:: DATA PROVIDED ::
*-*-*

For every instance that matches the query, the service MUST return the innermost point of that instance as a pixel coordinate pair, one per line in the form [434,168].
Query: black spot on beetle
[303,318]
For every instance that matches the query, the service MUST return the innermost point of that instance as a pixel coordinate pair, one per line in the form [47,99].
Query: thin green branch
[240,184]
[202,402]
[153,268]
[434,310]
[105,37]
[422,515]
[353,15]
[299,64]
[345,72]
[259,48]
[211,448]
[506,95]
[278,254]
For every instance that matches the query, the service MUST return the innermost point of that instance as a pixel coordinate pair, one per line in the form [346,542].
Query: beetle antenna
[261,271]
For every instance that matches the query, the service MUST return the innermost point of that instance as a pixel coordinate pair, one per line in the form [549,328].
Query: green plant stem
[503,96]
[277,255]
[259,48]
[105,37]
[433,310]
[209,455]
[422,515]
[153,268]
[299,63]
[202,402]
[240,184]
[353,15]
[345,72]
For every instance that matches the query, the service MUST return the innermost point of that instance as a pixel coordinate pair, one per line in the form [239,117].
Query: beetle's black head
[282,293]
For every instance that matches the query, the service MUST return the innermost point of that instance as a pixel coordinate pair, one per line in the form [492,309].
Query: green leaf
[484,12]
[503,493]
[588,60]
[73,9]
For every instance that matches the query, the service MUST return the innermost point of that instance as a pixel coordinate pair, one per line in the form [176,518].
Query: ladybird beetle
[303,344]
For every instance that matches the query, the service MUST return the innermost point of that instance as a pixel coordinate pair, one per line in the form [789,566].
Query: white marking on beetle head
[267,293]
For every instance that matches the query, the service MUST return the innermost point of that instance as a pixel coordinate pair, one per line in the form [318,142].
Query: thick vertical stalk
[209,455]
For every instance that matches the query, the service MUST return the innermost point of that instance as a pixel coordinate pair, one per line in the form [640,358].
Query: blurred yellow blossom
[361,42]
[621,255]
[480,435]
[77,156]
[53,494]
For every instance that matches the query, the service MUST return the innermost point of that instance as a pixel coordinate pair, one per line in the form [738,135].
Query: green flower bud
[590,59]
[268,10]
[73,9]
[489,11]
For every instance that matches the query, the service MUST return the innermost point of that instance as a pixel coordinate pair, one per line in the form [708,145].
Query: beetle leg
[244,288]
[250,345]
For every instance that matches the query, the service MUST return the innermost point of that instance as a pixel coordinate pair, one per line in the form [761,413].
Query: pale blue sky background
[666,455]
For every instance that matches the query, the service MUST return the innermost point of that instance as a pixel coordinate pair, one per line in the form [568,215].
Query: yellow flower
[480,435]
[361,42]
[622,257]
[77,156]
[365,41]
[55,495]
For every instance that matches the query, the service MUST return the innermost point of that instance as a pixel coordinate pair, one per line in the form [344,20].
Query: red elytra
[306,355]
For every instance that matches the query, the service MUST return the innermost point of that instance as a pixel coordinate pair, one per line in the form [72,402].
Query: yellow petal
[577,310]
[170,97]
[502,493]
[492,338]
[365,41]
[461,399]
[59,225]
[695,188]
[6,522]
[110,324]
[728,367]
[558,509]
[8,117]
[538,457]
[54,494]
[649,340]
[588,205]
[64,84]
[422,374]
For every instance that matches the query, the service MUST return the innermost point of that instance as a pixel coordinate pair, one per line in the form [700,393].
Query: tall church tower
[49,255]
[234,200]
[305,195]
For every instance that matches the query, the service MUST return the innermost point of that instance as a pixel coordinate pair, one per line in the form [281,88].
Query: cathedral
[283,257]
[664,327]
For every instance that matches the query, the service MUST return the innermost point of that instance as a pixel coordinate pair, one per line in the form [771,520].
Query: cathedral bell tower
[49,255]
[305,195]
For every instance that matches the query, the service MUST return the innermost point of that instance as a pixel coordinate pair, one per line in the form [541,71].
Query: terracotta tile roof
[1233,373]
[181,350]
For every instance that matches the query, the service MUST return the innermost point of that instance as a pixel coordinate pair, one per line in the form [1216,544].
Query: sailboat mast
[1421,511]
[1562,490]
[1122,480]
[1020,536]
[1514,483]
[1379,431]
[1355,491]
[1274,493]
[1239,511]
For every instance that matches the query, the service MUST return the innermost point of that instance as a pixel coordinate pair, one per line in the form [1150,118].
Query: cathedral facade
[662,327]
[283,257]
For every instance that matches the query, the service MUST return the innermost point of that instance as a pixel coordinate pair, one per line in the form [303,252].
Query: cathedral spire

*-*-*

:: AIM OF THE TASK ::
Set down the listing above in full, please, exactly as it appears.

:: RESPONSE TO THE EXERCISE ::
For every instance that matches the query, the service MUST return the innermost point of that instance as a pixel coordinate pair, one per line in the form [434,168].
Query: black spot on beetle
[303,318]
For every instance that matches the query, the service MUST return the innermost point of that instance as a pixel coordinate pair, one per line in the form [47,99].
Query: thin green branch
[240,184]
[202,402]
[153,268]
[434,310]
[105,37]
[422,515]
[353,15]
[299,64]
[345,72]
[259,48]
[211,448]
[506,95]
[278,254]
For every instance that matches the query, the service MUST return the innermost point of that instance as a pixel coordinate pair, one per line in the form [346,542].
Query: beetle antenna
[261,271]
For every instance that matches the query, the service MUST return the innermost point of that instance as a pixel coordinate pair, one per line in the form [549,328].
Query: green plant stem
[503,96]
[277,255]
[259,48]
[105,37]
[433,310]
[209,455]
[422,515]
[153,268]
[299,63]
[202,402]
[240,184]
[353,15]
[345,72]
For every instance that matches the query, the service MUST return the innermost point of that instance as a pixel coordinate pair, one per line in the form [239,117].
Query: beetle's black head
[282,293]
For every instance that matches the query, the service MUST return the innermost point of that instance as a pixel coordinate pair, one per line in the form [492,309].
Query: green leaf
[484,12]
[503,493]
[588,60]
[73,9]
For every instance that matches the query, the service MUST return the innermost point of that instance as a pixel coordinate pair, one per line in the form [176,518].
Query: ladybird beetle
[303,344]
For every instance that matches the query, the service MUST return the innermost point of that instance as a pixel coordinate pair, one per line in the form [789,566].
Query: white marking on beetle head
[267,293]
For every instance that matches the query, the service MUST return the innermost point of that instance as a pixel coordinate pair, one per line in the form [318,142].
Query: thick vertical stalk
[209,455]
For every instance that matches the query, the service MUST return the innermost point of that instance as a pixel coordinate pair, one per line in the form [640,358].
Query: blurred yellow blossom
[361,42]
[621,255]
[480,435]
[77,156]
[53,494]
For every instance that matches the query, the service MUST return the innermost point of that instance as a pixel coordinate pair, one per line in the form [738,135].
Query: green flower bud
[590,59]
[268,10]
[73,9]
[489,11]
For every instance that matches the query, the service MUST return the innermost point of that instance as a pixel coordinate pair, one per line in the form [708,145].
Query: beetle leg
[244,288]
[250,345]
For every instance that matches the query, the service MUST return the innermost point of that instance as a pixel coordinate pair, one per line in the form [761,413].
Query: pale blue sky background
[666,455]
For every instance that matches the query, the service MUST return the innermost point of that instance as a pixel coordinate pair, one per line in the form [568,215].
Query: yellow flower
[480,435]
[361,42]
[622,257]
[77,156]
[365,41]
[55,495]
For every instance that matches the query, the service MUST return the innermost point of that instance as a pixel coordinate pair, one per line in the form [344,20].
Query: red elytra
[306,355]
For every instance that matches the query, the service MUST return the innermost point of that instance as a pixel coordinate pair, one per line in the form [72,402].
Query: yellow petal
[577,310]
[170,97]
[502,493]
[492,338]
[365,41]
[461,399]
[59,225]
[695,188]
[6,522]
[110,324]
[728,367]
[558,509]
[8,117]
[538,457]
[54,494]
[649,340]
[588,205]
[64,84]
[422,374]
For every instance that matches the query, the service MUST return the innermost point of that instance as a pixel coordinate pair, one per line in the form [700,393].
Query: tall church tower
[49,255]
[234,200]
[305,195]
For every instance that matches the query, the service MUST return the innermost point of that instance as a pixel coordinate pair, one per line in the form [281,88].
Query: cathedral
[283,257]
[664,327]
For every instance that matches the query, the service MUST return the innermost point of that instance as a pixel coordinate pair, one per line in the form [771,520].
Query: cathedral bell tower
[49,255]
[305,195]
For every instance that matches the query, the service MUST return the innermost point of that instance as a pixel coordinate pair, one per line in the form [541,71].
Query: terracotta tile roof
[1233,373]
[181,350]
For every instance that matches the query, the service MUST return the innermost point of that instance as a pixel coordinate pair, one per line in the form [1216,544].
Query: sailboat mast
[1421,511]
[1562,490]
[1122,480]
[1020,536]
[1514,483]
[1379,431]
[1355,491]
[1274,493]
[1239,511]
For every instance that matches the query, the service MUST return the innermost point of that instance as a pixel coordinate pair, one per line in the form [1150,118].
Query: cathedral facade
[662,327]
[283,257]
For every instance that matches the query, the service MUST return the innermost point of that instance as a pixel coordinate pair, one per line in the form [303,252].
Query: cathedral spire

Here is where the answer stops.